Records
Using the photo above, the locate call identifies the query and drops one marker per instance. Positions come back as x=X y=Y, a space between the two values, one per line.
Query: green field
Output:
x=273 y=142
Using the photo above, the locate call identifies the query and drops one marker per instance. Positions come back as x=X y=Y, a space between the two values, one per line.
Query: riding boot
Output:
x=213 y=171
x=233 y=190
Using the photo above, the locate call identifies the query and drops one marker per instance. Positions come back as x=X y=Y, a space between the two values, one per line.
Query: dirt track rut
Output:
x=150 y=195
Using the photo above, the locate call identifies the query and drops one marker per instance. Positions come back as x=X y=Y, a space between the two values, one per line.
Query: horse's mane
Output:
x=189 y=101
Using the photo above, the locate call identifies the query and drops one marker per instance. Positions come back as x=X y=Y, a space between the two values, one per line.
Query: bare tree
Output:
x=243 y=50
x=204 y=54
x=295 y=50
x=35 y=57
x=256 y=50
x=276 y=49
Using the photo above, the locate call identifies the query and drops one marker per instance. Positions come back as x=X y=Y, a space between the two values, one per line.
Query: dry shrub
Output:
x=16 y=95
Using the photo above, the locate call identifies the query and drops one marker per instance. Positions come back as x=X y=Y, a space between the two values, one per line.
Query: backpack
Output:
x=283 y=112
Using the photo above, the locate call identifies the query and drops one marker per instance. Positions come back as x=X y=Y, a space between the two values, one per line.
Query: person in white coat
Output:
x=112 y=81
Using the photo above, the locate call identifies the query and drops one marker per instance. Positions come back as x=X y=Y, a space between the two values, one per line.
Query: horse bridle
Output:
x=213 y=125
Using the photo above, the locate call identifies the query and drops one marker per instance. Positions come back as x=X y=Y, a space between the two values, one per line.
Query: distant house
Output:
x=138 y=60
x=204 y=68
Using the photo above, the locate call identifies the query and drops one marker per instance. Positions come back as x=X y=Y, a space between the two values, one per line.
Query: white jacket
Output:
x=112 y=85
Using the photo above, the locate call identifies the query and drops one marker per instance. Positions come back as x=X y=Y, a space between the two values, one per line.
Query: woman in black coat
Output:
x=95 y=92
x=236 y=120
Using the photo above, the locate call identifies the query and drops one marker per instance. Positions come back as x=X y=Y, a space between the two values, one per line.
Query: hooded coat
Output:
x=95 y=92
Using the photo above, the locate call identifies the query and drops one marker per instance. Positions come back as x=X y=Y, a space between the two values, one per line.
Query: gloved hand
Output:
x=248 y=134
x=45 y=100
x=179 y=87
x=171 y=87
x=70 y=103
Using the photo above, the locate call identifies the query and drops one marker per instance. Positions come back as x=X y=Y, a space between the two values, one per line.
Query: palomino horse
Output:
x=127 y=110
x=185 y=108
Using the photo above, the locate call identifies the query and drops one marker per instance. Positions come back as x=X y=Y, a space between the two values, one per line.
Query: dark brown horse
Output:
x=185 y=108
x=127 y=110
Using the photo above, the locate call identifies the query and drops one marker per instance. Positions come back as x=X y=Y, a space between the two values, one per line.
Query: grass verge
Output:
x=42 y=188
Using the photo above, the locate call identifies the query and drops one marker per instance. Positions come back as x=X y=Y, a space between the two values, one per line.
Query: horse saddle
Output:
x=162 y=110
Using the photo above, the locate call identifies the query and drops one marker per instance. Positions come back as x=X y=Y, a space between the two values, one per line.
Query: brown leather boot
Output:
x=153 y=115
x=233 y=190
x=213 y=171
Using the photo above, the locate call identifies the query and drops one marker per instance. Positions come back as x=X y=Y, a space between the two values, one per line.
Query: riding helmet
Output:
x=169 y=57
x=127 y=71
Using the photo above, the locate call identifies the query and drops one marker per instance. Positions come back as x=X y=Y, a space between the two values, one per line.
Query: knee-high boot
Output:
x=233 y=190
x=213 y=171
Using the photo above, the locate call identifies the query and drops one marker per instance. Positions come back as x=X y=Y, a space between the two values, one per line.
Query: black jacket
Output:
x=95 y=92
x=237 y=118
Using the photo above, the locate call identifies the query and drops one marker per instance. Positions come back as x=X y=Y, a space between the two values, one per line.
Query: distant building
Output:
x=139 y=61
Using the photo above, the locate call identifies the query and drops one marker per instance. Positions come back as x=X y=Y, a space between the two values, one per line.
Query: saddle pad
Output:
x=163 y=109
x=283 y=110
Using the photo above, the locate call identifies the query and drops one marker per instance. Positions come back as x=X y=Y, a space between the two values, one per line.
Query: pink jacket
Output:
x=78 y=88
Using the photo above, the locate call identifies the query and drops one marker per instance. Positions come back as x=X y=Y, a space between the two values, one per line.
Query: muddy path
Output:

Given problem
Each of the records should be retyped exactly.

Solution to this exercise
Using the photo above, the locate call identifies the query and drops one marker per instance. Positions come back as x=X y=Y, a space between the two values, one per line.
Query: green field
Output:
x=273 y=142
Using the photo above, the locate call identifies the query and drops one marker per instance. Positions come back as x=X y=Y, a space between the two values, one per line.
Query: riding boot
Output:
x=213 y=171
x=233 y=190
Using the photo above, the locate call identifies the query and drops one marker per instance. Positions come back as x=X y=Y, a space between the two values, one per line.
Query: dirt track rut
Output:
x=150 y=195
Using the photo above, the locate call identifies the query and drops one marker per instance. Positions come back as x=X y=Y, a space between the two values, one per line.
Query: horse's mane
Output:
x=189 y=101
Using the photo above, the locate call identifies the query and drops one marker per instance. Positions come back as x=X y=Y, a space between the two values, one per line.
Query: bare tree
Output:
x=243 y=50
x=204 y=54
x=295 y=50
x=35 y=57
x=256 y=50
x=276 y=49
Using the photo above, the locate call identifies the query and drops one marker per instance. Positions come back as x=X y=Y, a space between the two values, one per line.
Query: dry shrub
Output:
x=16 y=95
Using the photo above, the locate call identifies the query and drops one marker per instance. Positions come back as x=X y=Y, a space between the two values, one per line.
Query: backpack
Output:
x=283 y=112
Using the photo above, the locate call identifies the query and drops one marker per instance. Positions come back as x=X y=Y, a space between the two values, one per line.
Query: person in white coat
Output:
x=112 y=81
Using the photo above, the locate call identifies the query and drops one marker per instance. Positions come back as x=X y=Y, a space between the two values, one per line.
Query: horse bridle
Output:
x=213 y=125
Using the photo above, the locate call identifies the query and drops one marker per instance. Positions come back as x=X y=Y, a space between the two values, one per line.
Query: distant house
Output:
x=138 y=60
x=204 y=68
Using the photo above, the locate call identifies the query and drops one marker per instance. Positions come back as x=X y=Y, a space between the two values, one per line.
Query: white jacket
Output:
x=112 y=85
Using the photo above, the locate call identifies the query and drops one marker per instance. Positions come back as x=X y=Y, a space between the two values, one per line.
Query: woman in black coat
Output:
x=95 y=92
x=236 y=120
Using the photo above, the locate call identifies the query and drops one marker per instance. Positions come back as x=X y=Y, a space between the two values, one per line.
Query: hooded coat
Output:
x=95 y=92
Using the photo above, the locate call identifies the query and drops one marker per instance. Positions come back as x=X y=Y, a space between the two values, one per line.
Query: gloved hand
Output:
x=248 y=134
x=45 y=100
x=179 y=87
x=171 y=87
x=70 y=103
Using the photo above, the locate call identifies the query and drops one marker per instance. Positions come back as x=X y=Y, a space between the two values, one per line.
Query: palomino horse
Output:
x=127 y=110
x=185 y=108
Using the photo above, the locate call identifies the query and drops one marker per instance. Positions come back as x=X y=Y, a space between the two values, one per line.
Query: dark brown horse
Output:
x=185 y=108
x=127 y=110
Using the photo above, the locate call identifies the query and drops one marker per instance. Positions come back as x=X y=Y, a space between the two values, one per line.
Query: grass verge
Output:
x=42 y=188
Using the photo above, the locate call identifies the query and drops one marker per instance. Positions come back as x=X y=Y, a space between the two values, one per line.
Query: horse saddle
Output:
x=162 y=110
Using the photo above, the locate call identifies the query and drops one marker per instance. Positions come back as x=X y=Y, a space between the two values, one per line.
Query: brown leather boot
Output:
x=153 y=115
x=233 y=190
x=213 y=171
Using the photo above, the locate call identifies the query and drops one marker per instance. Positions come back as x=X y=Y, a space between the two values, one per line.
Query: riding helmet
Output:
x=169 y=57
x=127 y=71
Using the photo above, the locate call identifies the query and drops one marker per instance. Positions come back as x=X y=Y, a space between the two values, one per line.
Query: knee-high boot
Output:
x=233 y=190
x=213 y=171
Using the photo above, the locate call identifies the query and drops one marker per instance. Positions come back as x=X y=Y, a space between the two values, one per line.
Query: black jacket
Output:
x=95 y=92
x=237 y=118
Using the photo above, the locate call identifies the query and drops one marker per instance. Positions come back as x=X y=Y, a space between the two values, one per line.
Query: distant building
Output:
x=139 y=61
Using the photo above, the locate call identifies the query and drops one marker per instance. Positions come back as x=X y=Y, a space between the two values, one per line.
Query: saddle pad
Output:
x=163 y=109
x=283 y=110
Using the photo above, the locate call identifies the query and drops one marker per instance. Positions come back as x=X y=Y, a space between the two values, one per line.
Query: pink jacket
Output:
x=78 y=88
Using the photo above, the locate call identifies the query and drops one marker per instance. Positions come back as x=X y=Y, a space between the two values, one per line.
Query: muddy path
Output:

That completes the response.